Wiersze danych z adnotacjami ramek
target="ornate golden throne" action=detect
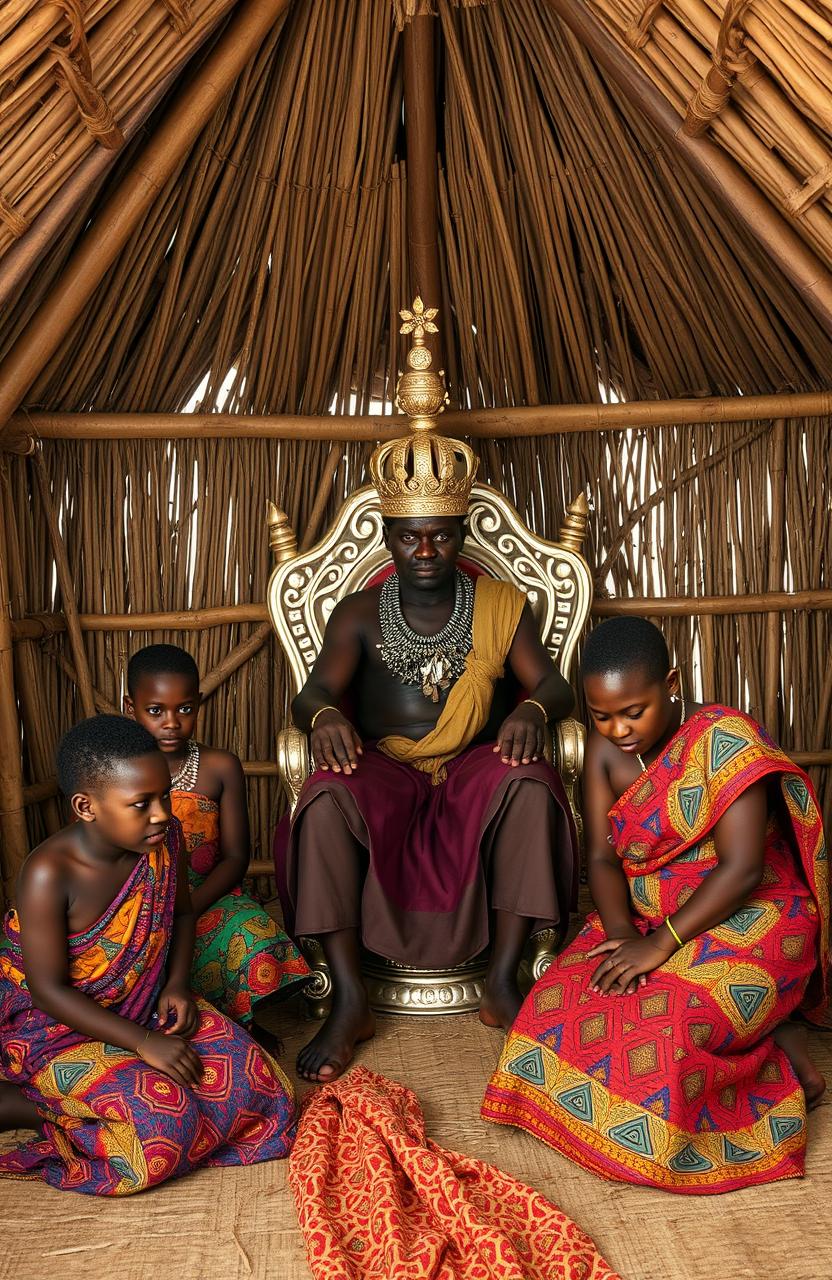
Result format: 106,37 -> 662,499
266,484 -> 593,1014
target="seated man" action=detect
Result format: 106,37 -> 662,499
276,314 -> 576,1082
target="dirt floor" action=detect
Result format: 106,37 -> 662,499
0,1007 -> 832,1280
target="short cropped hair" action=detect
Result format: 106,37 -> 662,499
581,617 -> 671,684
55,716 -> 159,799
127,644 -> 200,698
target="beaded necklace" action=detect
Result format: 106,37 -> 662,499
378,570 -> 474,703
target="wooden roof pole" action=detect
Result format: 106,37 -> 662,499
0,0 -> 289,431
0,488 -> 29,902
0,70 -> 177,306
548,0 -> 832,329
6,390 -> 832,453
402,13 -> 442,365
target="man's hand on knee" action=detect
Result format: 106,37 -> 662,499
494,703 -> 545,767
310,708 -> 362,773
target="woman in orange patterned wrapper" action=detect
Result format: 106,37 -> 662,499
124,645 -> 308,1038
0,716 -> 296,1196
483,618 -> 829,1193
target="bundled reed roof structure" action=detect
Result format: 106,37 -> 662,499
0,0 -> 832,901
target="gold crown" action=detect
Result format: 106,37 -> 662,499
370,298 -> 479,520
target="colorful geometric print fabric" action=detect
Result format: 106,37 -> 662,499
0,827 -> 296,1196
170,791 -> 310,1025
0,820 -> 182,1083
483,707 -> 829,1193
289,1068 -> 620,1280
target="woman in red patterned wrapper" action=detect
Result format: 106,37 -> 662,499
483,618 -> 829,1193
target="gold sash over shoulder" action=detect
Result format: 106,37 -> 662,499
378,577 -> 526,786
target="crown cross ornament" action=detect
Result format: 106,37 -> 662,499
370,297 -> 479,520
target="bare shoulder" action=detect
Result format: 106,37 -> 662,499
200,742 -> 243,800
584,728 -> 617,782
326,586 -> 381,631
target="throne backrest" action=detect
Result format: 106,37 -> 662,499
266,484 -> 593,695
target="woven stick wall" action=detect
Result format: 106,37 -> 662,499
0,0 -> 832,901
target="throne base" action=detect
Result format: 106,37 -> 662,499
294,929 -> 559,1019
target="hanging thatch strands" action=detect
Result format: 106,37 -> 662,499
0,0 -> 233,259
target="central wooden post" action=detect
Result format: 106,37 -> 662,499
402,13 -> 447,366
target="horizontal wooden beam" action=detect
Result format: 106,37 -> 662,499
0,390 -> 832,452
23,748 -> 832,805
12,590 -> 832,640
591,590 -> 832,618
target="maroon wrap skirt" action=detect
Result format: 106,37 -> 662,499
274,742 -> 577,968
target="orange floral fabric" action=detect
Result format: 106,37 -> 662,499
289,1068 -> 621,1280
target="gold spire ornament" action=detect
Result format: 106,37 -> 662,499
370,298 -> 479,520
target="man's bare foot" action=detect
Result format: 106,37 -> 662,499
0,1083 -> 44,1133
774,1023 -> 826,1111
480,974 -> 524,1032
297,987 -> 375,1084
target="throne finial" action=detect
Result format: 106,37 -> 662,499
558,493 -> 589,556
266,499 -> 297,564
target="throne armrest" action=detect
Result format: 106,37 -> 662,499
552,717 -> 586,855
278,724 -> 310,809
552,717 -> 586,786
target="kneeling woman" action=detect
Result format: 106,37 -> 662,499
483,618 -> 829,1193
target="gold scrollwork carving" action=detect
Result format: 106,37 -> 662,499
266,484 -> 593,1016
278,724 -> 310,809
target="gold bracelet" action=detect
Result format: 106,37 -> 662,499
664,915 -> 685,947
308,705 -> 338,733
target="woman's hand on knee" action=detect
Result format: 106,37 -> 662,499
136,1032 -> 202,1089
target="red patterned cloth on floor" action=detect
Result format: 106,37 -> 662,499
289,1068 -> 620,1280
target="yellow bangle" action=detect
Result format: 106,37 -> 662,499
664,915 -> 685,947
308,707 -> 338,732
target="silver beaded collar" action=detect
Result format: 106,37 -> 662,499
170,739 -> 200,791
378,570 -> 474,703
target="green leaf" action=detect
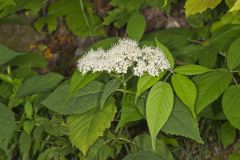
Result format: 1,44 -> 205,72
19,132 -> 32,159
67,100 -> 116,155
227,37 -> 240,70
123,150 -> 163,160
8,53 -> 48,68
209,25 -> 240,52
135,72 -> 165,103
100,79 -> 121,108
222,86 -> 240,129
34,0 -> 105,37
172,74 -> 197,118
133,134 -> 174,160
23,120 -> 35,135
42,81 -> 103,115
24,100 -> 33,118
173,64 -> 212,75
155,38 -> 174,69
185,0 -> 222,16
220,122 -> 237,148
12,67 -> 38,79
162,99 -> 203,143
127,13 -> 146,41
229,0 -> 240,12
17,73 -> 63,97
146,82 -> 173,150
0,44 -> 26,66
199,47 -> 218,68
0,103 -> 16,154
193,71 -> 232,113
70,70 -> 100,94
116,93 -> 143,130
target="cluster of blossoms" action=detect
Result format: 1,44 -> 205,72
77,39 -> 170,76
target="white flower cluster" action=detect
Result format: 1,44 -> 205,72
77,39 -> 170,76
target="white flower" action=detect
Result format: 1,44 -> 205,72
77,39 -> 170,76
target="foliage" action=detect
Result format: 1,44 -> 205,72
0,0 -> 240,160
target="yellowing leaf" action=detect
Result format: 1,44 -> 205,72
185,0 -> 222,16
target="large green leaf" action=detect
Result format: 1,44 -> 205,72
70,70 -> 100,94
173,64 -> 212,75
135,72 -> 165,103
123,150 -> 163,160
222,86 -> 240,129
35,0 -> 104,36
209,25 -> 240,52
17,73 -> 63,97
0,103 -> 16,154
133,134 -> 174,160
199,46 -> 218,68
0,44 -> 25,65
162,99 -> 203,143
100,79 -> 121,107
227,38 -> 240,70
117,93 -> 143,129
67,100 -> 116,155
229,0 -> 240,12
127,13 -> 146,41
172,74 -> 197,117
193,71 -> 232,113
42,81 -> 103,114
146,82 -> 173,150
155,38 -> 174,69
185,0 -> 222,16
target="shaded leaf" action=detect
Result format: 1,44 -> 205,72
123,150 -> 163,160
220,122 -> 237,148
117,93 -> 143,129
135,72 -> 165,103
173,64 -> 212,75
17,73 -> 63,97
193,71 -> 232,113
162,99 -> 203,143
172,74 -> 197,118
70,70 -> 100,94
227,38 -> 240,70
42,81 -> 103,115
0,103 -> 16,154
222,86 -> 240,129
100,79 -> 121,108
133,134 -> 174,160
67,100 -> 116,155
146,82 -> 173,150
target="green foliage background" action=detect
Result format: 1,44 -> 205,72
0,0 -> 240,160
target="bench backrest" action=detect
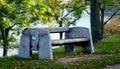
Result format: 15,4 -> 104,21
44,27 -> 69,33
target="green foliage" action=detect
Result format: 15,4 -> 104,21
100,0 -> 114,9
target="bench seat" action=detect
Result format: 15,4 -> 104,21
51,38 -> 89,46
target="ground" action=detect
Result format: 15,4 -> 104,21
57,54 -> 112,63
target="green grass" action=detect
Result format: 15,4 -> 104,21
0,36 -> 120,69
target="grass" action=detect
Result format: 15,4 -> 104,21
0,35 -> 120,69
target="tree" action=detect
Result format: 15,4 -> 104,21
90,0 -> 100,42
0,0 -> 31,56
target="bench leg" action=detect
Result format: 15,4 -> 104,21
39,35 -> 53,59
82,42 -> 92,54
18,35 -> 30,58
64,45 -> 74,52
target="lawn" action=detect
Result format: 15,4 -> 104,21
0,35 -> 120,69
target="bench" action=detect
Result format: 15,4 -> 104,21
18,27 -> 94,59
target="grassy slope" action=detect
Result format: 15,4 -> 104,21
0,36 -> 120,69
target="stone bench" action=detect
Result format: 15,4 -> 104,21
18,27 -> 94,59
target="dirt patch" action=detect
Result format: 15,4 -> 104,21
57,54 -> 112,63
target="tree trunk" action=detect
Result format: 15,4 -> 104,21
59,23 -> 63,39
90,0 -> 100,43
100,9 -> 105,39
1,28 -> 9,56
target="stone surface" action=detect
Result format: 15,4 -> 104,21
64,27 -> 94,53
18,28 -> 52,59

### Cel zadania
Sformatuj jako listę numerowaną wiersze powyższych pozycji od wiersza zawierającego „in orange patterned” do wiersza zawierającego „370,297 -> 479,520” włącznie, pomijając puste wiersze.

### Wynik zadania
1. target="woman in orange patterned wrapper" action=detect
2. Result format: 106,37 -> 662,499
3. 124,645 -> 308,1038
4. 0,716 -> 296,1196
5. 483,618 -> 829,1193
6. target="bundled reed roof structure" action=detect
7. Result format: 106,37 -> 662,499
8. 0,0 -> 832,901
9. target="gold crown" action=detect
10. Result format: 106,37 -> 662,499
11. 370,298 -> 479,520
12. target="colorful geometric print fabric" action=detect
13. Result format: 106,37 -> 662,499
14. 0,827 -> 296,1196
15. 170,791 -> 310,1025
16. 0,820 -> 182,1083
17. 483,707 -> 829,1193
18. 289,1068 -> 620,1280
19. target="woman in red patterned wrapper" action=detect
20. Result format: 106,37 -> 662,499
21. 483,618 -> 829,1193
22. target="gold sash over shoulder" action=detect
23. Result format: 106,37 -> 662,499
24. 378,577 -> 526,786
25. target="crown cross ornament" action=detect
26. Result format: 106,37 -> 662,499
27. 370,297 -> 479,520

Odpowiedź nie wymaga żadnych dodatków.